═════ Selected passage ═════

On Sun, Feb 16, 2014 at 01:27:50PM -0800, Matt Thomas wrote:
> > An alternative would be to place the FP save area at the start of the uarea.
> > This would mean that, on stack overflow, the FP save area would be trashed
> > before some random piece of memory.
> > It might even be worth putting the pcb at the start of the uarea - so that
> > stack overflow crashes out the failing process, and probably earlier
> > than the random corruption would.
> 
> For most ports, the pcb is at the start of the uarea.

Interesting since i386 puts it at the end.

> > This gives me three options:
> > A) Put the save area at the end of the pcb and dynamically adjust the pcb
> >   offset.
> > B) Put the save area at the start of the uarea, with the pcb at a fixed
> >   offset at the end of the uarea.
> > C) Put the save area at the end of the pcb, and put the pcb at the start
> >   of the uarea.
> > 
> > Votes?
> > What have I missed?
> 
> Keep a default mmx/sse save area in the pcb along with a pointer to it.
> If a variant is used that needs a larger save area, dynamically allocate
> it and save it in the pcb pointer.

═════ Dataset extract ═════

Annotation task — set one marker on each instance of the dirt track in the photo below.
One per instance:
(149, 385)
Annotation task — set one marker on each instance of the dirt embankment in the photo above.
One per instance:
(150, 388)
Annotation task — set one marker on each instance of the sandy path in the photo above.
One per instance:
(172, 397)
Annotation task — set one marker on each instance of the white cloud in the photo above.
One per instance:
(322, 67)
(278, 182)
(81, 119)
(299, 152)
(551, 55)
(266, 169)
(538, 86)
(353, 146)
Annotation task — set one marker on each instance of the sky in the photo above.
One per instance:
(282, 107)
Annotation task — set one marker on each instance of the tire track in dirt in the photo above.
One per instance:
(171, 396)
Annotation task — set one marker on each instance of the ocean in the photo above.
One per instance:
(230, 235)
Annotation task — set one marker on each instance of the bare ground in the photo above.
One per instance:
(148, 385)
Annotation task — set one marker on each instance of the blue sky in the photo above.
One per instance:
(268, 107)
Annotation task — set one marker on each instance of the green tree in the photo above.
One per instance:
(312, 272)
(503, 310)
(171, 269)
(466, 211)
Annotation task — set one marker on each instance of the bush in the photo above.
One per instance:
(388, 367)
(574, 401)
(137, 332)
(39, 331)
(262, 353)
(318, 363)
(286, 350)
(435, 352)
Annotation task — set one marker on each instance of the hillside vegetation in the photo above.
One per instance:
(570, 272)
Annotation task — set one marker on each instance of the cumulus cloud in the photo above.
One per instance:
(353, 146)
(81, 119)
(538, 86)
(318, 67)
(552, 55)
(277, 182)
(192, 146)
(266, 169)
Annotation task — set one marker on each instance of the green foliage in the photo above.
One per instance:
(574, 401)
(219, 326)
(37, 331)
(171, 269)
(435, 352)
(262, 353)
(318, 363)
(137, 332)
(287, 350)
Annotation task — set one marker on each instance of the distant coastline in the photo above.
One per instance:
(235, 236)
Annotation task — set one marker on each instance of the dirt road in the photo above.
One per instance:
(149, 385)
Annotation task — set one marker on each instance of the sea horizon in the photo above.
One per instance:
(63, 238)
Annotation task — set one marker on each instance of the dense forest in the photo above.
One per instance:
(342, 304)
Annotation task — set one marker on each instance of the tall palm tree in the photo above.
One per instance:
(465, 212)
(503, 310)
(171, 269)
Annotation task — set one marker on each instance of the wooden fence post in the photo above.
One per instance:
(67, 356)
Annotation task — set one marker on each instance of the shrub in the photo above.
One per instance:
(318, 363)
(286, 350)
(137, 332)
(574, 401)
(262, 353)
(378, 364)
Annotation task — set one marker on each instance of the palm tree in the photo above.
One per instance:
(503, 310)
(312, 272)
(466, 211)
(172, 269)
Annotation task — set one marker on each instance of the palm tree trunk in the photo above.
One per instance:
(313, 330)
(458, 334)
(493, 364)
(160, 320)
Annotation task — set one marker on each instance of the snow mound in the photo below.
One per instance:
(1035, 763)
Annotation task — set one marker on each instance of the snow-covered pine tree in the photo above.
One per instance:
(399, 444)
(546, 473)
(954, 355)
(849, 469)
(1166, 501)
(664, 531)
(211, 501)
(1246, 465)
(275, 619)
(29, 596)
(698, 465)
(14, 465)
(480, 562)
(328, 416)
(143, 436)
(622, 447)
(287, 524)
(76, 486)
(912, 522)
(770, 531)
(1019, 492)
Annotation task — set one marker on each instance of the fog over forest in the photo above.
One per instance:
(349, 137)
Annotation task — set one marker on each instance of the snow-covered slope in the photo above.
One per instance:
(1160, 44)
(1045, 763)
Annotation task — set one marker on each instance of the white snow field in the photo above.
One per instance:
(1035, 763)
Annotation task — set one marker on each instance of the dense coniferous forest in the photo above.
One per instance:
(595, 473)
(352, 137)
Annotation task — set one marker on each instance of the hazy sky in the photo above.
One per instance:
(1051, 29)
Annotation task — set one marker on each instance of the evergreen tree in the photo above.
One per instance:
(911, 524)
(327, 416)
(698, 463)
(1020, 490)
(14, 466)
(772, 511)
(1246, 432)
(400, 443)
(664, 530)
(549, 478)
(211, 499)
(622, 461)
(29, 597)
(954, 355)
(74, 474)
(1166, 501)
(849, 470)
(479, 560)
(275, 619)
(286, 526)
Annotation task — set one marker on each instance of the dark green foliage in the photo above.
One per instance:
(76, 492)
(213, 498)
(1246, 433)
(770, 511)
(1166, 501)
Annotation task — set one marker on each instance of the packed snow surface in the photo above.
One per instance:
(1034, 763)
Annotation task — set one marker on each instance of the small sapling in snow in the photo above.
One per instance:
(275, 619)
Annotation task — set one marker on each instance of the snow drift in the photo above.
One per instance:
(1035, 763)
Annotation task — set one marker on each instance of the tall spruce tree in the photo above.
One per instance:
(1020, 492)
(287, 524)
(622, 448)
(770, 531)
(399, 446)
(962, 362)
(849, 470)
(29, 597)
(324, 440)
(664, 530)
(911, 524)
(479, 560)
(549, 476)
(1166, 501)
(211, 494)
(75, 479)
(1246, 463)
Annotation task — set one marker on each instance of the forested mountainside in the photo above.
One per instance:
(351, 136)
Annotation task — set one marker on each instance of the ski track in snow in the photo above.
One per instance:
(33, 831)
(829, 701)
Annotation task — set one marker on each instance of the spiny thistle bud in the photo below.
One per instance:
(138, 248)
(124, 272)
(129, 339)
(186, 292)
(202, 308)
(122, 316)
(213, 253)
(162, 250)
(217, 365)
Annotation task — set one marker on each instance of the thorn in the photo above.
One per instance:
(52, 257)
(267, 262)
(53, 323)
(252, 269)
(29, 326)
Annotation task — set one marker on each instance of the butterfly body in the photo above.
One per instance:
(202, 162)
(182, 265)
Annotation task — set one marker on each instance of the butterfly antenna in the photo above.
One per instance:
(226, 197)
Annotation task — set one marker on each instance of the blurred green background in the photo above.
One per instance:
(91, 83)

═════

Could you pick up the email discussion above about placing the FP save area in the pcb or uarea and continue it from its final line?

| Final answer |
> 
> Since it's unlikely most processes will be AVX why waste the space?

Unfortunately I dont think it is possible to determine whether a
process has used the AVX instructions.
There is a bit for 'os supports avx' (ie swaps on context switch) that
causes the instructions to fault (if not set), but applications should
look at that before using avx instructions.

If a process switch happens in a system call then the avx (xmm and ymm)
registers need not be saved and restored. They can be zeroed instead
because they are all caller saved.
I'm not 100% how easy that is to detect, but it shouldn't be too hard an
optimisation to perform.

Zeroing the ymm registers also has a significant performance benefit.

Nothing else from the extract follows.